• [Required work]
Without changing anything, reproduce every record below.

[Stored data entries]
# # # # # # #
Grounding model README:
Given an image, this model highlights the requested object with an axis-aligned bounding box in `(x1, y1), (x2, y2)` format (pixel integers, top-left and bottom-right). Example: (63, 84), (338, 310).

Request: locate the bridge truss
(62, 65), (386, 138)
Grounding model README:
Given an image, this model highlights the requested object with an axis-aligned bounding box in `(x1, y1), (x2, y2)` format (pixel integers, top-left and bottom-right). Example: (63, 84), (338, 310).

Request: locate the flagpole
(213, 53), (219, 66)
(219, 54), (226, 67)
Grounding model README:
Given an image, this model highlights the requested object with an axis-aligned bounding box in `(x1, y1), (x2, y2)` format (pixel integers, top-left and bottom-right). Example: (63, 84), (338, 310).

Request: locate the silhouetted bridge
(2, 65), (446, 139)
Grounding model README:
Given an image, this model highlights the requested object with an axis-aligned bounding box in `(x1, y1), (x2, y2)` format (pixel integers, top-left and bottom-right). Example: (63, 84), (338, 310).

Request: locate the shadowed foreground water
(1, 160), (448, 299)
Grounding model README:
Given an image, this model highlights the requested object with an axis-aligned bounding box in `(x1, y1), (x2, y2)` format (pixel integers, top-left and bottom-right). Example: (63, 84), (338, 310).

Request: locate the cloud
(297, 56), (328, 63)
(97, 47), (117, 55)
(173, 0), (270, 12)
# # # # # # #
• [Result]
Grounding model README:
Given an image, this model highlights the requested object with an axis-aligned bounding box in `(x1, y1), (x2, y2)` format (pixel integers, top-left and bottom-right). Example: (63, 84), (338, 310).

Request: locate the bridge truss
(62, 65), (386, 138)
Grounding model README:
Given an image, this model highlights the requested object with an axis-aligned bounding box in `(x1, y1), (x2, y2)` format (pixel integers, top-left and bottom-right). Example: (63, 84), (338, 310).

Request: locate the flagpole
(213, 53), (219, 66)
(219, 54), (226, 67)
Grounding model README:
Given an image, this model highlights the requested object with an axis-aligned bounding box in `(x1, y1), (x2, y2)` format (pixel integers, top-left and bottom-right). Example: (63, 84), (338, 310).

Request: locate the silhouetted bridge
(2, 65), (446, 139)
Grounding model README:
Given an image, this model highlights the requested object with an axis-aligned bounding box in `(x1, y1), (x2, y2)` format (pixel integers, top-left and bottom-right). Example: (63, 84), (338, 310).

Request: locate the shadowed foreground water
(1, 160), (448, 299)
Grounding model README:
Given an image, this model highlights the requested object with an axis-aligned bounding box in `(x1, y1), (x2, y2)` format (pixel integers, top-left and bottom-right). Example: (63, 84), (338, 310).

Request: locate the cloud
(297, 56), (328, 63)
(97, 47), (117, 55)
(173, 0), (270, 12)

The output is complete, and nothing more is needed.